- Exercise requirements
Copy every line of the items below verbatim, changing nothing.

[Data entries]

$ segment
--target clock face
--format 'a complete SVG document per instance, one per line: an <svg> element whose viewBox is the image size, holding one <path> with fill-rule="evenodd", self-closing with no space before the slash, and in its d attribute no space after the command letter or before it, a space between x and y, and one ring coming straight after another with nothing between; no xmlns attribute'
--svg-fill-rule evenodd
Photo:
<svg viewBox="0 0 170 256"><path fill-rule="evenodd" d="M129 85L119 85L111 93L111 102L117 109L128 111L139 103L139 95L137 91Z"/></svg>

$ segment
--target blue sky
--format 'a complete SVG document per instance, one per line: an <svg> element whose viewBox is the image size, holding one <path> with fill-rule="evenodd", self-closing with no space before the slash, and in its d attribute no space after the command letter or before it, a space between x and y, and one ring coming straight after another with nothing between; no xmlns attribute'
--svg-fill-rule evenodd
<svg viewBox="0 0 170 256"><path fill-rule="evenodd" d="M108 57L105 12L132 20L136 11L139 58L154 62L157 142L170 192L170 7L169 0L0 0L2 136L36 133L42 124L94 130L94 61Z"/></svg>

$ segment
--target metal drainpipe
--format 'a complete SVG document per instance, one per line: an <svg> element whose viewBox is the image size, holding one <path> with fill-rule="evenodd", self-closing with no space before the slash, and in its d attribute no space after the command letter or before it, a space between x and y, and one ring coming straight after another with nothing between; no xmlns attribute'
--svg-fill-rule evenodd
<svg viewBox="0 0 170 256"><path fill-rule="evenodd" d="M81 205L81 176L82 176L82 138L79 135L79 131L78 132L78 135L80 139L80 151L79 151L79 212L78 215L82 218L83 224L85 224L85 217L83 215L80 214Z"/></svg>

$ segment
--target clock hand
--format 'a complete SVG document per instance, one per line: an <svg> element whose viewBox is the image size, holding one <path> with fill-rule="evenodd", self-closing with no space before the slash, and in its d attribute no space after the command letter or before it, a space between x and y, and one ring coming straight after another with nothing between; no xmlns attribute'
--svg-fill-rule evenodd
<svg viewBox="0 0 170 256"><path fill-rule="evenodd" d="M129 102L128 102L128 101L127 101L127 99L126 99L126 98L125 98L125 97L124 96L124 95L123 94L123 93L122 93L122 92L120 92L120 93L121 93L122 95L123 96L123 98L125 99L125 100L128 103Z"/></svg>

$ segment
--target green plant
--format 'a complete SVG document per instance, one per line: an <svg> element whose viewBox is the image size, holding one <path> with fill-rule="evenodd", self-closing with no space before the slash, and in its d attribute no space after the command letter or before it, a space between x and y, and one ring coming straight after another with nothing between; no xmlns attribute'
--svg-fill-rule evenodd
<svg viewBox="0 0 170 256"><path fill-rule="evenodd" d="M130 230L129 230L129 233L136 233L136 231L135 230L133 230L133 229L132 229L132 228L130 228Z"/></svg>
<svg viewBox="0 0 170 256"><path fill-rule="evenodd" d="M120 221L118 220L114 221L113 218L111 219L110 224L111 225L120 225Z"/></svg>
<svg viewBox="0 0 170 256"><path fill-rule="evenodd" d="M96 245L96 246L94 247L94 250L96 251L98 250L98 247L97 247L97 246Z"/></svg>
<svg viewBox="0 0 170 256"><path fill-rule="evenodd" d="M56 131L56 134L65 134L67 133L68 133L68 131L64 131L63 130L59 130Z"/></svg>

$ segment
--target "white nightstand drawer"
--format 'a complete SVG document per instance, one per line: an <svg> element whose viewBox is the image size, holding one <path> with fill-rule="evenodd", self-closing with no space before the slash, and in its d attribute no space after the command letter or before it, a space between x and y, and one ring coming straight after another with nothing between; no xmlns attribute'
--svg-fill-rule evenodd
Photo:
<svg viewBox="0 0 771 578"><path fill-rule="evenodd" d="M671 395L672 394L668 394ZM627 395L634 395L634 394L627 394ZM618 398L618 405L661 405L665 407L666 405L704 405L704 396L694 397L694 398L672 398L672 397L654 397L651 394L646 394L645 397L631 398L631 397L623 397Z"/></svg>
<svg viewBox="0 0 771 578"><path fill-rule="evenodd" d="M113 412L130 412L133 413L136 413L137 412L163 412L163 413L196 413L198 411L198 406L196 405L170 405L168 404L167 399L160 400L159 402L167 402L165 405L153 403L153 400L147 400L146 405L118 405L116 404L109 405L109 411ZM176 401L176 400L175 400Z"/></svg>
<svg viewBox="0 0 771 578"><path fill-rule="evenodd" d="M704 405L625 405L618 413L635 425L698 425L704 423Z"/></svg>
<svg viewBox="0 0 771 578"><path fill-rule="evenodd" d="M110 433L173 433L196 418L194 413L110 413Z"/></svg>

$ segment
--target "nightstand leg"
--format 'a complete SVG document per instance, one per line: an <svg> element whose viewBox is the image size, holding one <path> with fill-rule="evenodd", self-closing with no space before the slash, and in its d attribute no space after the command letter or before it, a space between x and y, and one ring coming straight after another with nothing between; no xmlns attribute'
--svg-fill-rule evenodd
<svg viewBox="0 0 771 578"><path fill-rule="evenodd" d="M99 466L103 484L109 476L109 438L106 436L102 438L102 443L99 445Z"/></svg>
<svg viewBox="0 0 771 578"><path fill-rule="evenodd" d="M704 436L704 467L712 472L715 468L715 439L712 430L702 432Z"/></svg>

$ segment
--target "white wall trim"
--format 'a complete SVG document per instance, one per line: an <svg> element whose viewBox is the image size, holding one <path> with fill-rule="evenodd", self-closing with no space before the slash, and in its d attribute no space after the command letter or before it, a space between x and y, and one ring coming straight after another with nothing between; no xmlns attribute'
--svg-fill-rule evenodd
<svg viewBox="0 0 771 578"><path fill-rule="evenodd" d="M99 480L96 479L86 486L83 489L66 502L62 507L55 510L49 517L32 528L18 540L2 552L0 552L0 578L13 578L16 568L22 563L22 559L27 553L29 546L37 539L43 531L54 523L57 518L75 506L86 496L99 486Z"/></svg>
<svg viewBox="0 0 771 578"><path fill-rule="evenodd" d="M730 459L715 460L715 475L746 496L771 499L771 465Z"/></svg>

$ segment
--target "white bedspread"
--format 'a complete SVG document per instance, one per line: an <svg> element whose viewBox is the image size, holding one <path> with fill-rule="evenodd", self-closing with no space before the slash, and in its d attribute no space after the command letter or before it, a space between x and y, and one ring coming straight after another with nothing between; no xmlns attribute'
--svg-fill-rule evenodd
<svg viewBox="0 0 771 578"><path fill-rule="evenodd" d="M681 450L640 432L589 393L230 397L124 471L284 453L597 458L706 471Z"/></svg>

- Worked solution
$ segment
--target clock face
--format 'a complete SVG document per instance, one per line: an <svg> element whose viewBox is the image size, holding one <path> with fill-rule="evenodd", self-closing with no space before the slash, and in its d attribute no space after the command letter or before it, a space between x and y, and one ring coming straight after another with nothing between; no xmlns attribute'
--svg-fill-rule evenodd
Photo:
<svg viewBox="0 0 170 256"><path fill-rule="evenodd" d="M129 85L119 85L111 93L111 102L117 109L128 111L139 103L139 95L137 91Z"/></svg>

$ segment
--target blue sky
--format 'a complete SVG document per instance, one per line: an <svg> element whose viewBox is the image size, holding one <path> with fill-rule="evenodd", self-closing with no space before the slash, and in its d attribute no space after the command letter or before it, a space between x and y, and one ring coming straight after another with nothing between; no xmlns attribute'
--svg-fill-rule evenodd
<svg viewBox="0 0 170 256"><path fill-rule="evenodd" d="M108 57L105 12L132 20L136 11L139 58L154 62L157 142L170 192L170 7L169 0L0 0L2 136L36 133L42 124L94 130L94 61Z"/></svg>

$ segment
--target metal drainpipe
--format 'a complete SVG document per instance, one per line: an <svg> element whose viewBox is the image size, holding one <path> with fill-rule="evenodd", self-closing with no space before the slash, and in its d attribute no space after the command letter or before it, a space between x and y, and one ring coming straight after another with nothing between; no xmlns attribute'
--svg-fill-rule evenodd
<svg viewBox="0 0 170 256"><path fill-rule="evenodd" d="M81 205L81 176L82 176L82 138L79 135L79 131L78 132L78 135L80 139L80 151L79 151L79 212L78 215L82 218L83 224L85 224L85 217L83 215L80 214Z"/></svg>

$ segment
--target clock hand
--format 'a complete SVG document per instance, one per line: an <svg> element whose viewBox is the image size, holding one <path> with fill-rule="evenodd", self-closing with no space before the slash, and in its d attribute no space after the command letter or before it, a space between x and y, and one ring coming straight after another with nothing between; no xmlns attribute'
--svg-fill-rule evenodd
<svg viewBox="0 0 170 256"><path fill-rule="evenodd" d="M129 102L128 102L128 101L127 101L127 99L126 99L126 98L125 98L125 97L124 96L124 95L123 94L123 93L122 93L122 92L120 92L120 93L121 93L122 95L123 96L123 98L125 99L125 100L128 103Z"/></svg>

$ segment
--target green plant
--format 'a complete SVG document per instance, one per line: an <svg> element whose viewBox is the image size, holding one <path> with fill-rule="evenodd", self-closing with no space before the slash, and in its d attribute no space after the command letter or before it, a space between x and y, and one ring coming straight after another with nothing between; no xmlns attribute'
--svg-fill-rule evenodd
<svg viewBox="0 0 170 256"><path fill-rule="evenodd" d="M130 230L129 230L129 233L136 233L136 231L135 230L133 230L133 229L132 229L132 228L130 228Z"/></svg>
<svg viewBox="0 0 170 256"><path fill-rule="evenodd" d="M120 221L118 220L114 221L113 218L111 219L110 224L111 225L120 225Z"/></svg>
<svg viewBox="0 0 170 256"><path fill-rule="evenodd" d="M96 245L96 246L94 247L94 250L96 251L98 250L98 247L97 247L97 246Z"/></svg>
<svg viewBox="0 0 170 256"><path fill-rule="evenodd" d="M56 131L56 134L65 134L67 133L68 133L68 131L64 131L63 130L59 130Z"/></svg>

$ segment
--target "white nightstand drawer"
--format 'a complete SVG document per instance, one per line: an <svg> element whose viewBox is the image size, holding one <path> with fill-rule="evenodd", self-closing with no space before the slash, and in its d attribute no space after the command letter or before it, a space between x and y, and one ring coming straight after another with nothing between; no xmlns attribute'
--svg-fill-rule evenodd
Photo:
<svg viewBox="0 0 771 578"><path fill-rule="evenodd" d="M671 395L672 394L668 394ZM627 395L634 395L634 394L627 394ZM618 398L618 405L661 405L665 407L666 405L704 405L704 396L694 397L694 398L672 398L672 397L654 397L651 394L646 394L645 397L631 398L631 397L623 397Z"/></svg>
<svg viewBox="0 0 771 578"><path fill-rule="evenodd" d="M113 412L130 412L133 413L136 413L137 412L163 412L163 413L196 413L198 411L198 406L196 405L170 405L168 404L167 399L160 400L159 402L167 402L165 405L153 403L153 400L147 400L146 405L118 405L116 404L109 405L109 411ZM176 401L176 400L175 400Z"/></svg>
<svg viewBox="0 0 771 578"><path fill-rule="evenodd" d="M704 405L625 405L618 413L635 425L698 425L704 423Z"/></svg>
<svg viewBox="0 0 771 578"><path fill-rule="evenodd" d="M110 433L173 433L196 418L194 413L110 413Z"/></svg>

$ segment
--target "nightstand leg"
--format 'a complete SVG document per instance, one per line: an <svg> element whose viewBox is the image size, holding one <path> with fill-rule="evenodd", self-closing with no space before the slash, and in its d attribute no space after the command letter or before it, a space between x and y, and one ring coming straight after another with nothing between; no xmlns attribute'
--svg-fill-rule evenodd
<svg viewBox="0 0 771 578"><path fill-rule="evenodd" d="M99 466L103 484L109 476L109 438L106 436L102 438L102 443L99 445Z"/></svg>
<svg viewBox="0 0 771 578"><path fill-rule="evenodd" d="M704 436L704 467L712 472L715 468L715 439L712 430L702 432Z"/></svg>

$ segment
--target "white wall trim"
--format 'a complete SVG document per instance, one per line: an <svg> element whose viewBox is the image size, holding one <path> with fill-rule="evenodd", self-closing with no space before the slash, and in its d attribute no space after the command letter or before it, a space between x and y, and one ring coming straight after another with nothing between; no xmlns attribute'
--svg-fill-rule evenodd
<svg viewBox="0 0 771 578"><path fill-rule="evenodd" d="M99 480L96 479L86 486L83 489L66 502L62 507L55 510L49 517L32 528L18 540L2 552L0 552L0 578L13 578L16 568L22 563L22 559L27 553L29 546L37 539L43 531L54 523L57 518L75 506L86 496L99 486Z"/></svg>
<svg viewBox="0 0 771 578"><path fill-rule="evenodd" d="M730 459L715 460L715 475L746 496L771 499L771 465Z"/></svg>

$ segment
--target "white bedspread"
--format 'a complete SVG document per instance, one per line: an <svg> element whose viewBox is the image size, holding one <path> with fill-rule="evenodd", self-closing with no space before the slash, and in its d attribute no space after the command letter or before it, a space between x and y, and one ring coming straight after another with nothing between; no xmlns attribute'
--svg-fill-rule evenodd
<svg viewBox="0 0 771 578"><path fill-rule="evenodd" d="M681 450L640 432L589 393L230 397L124 471L284 453L597 458L706 471Z"/></svg>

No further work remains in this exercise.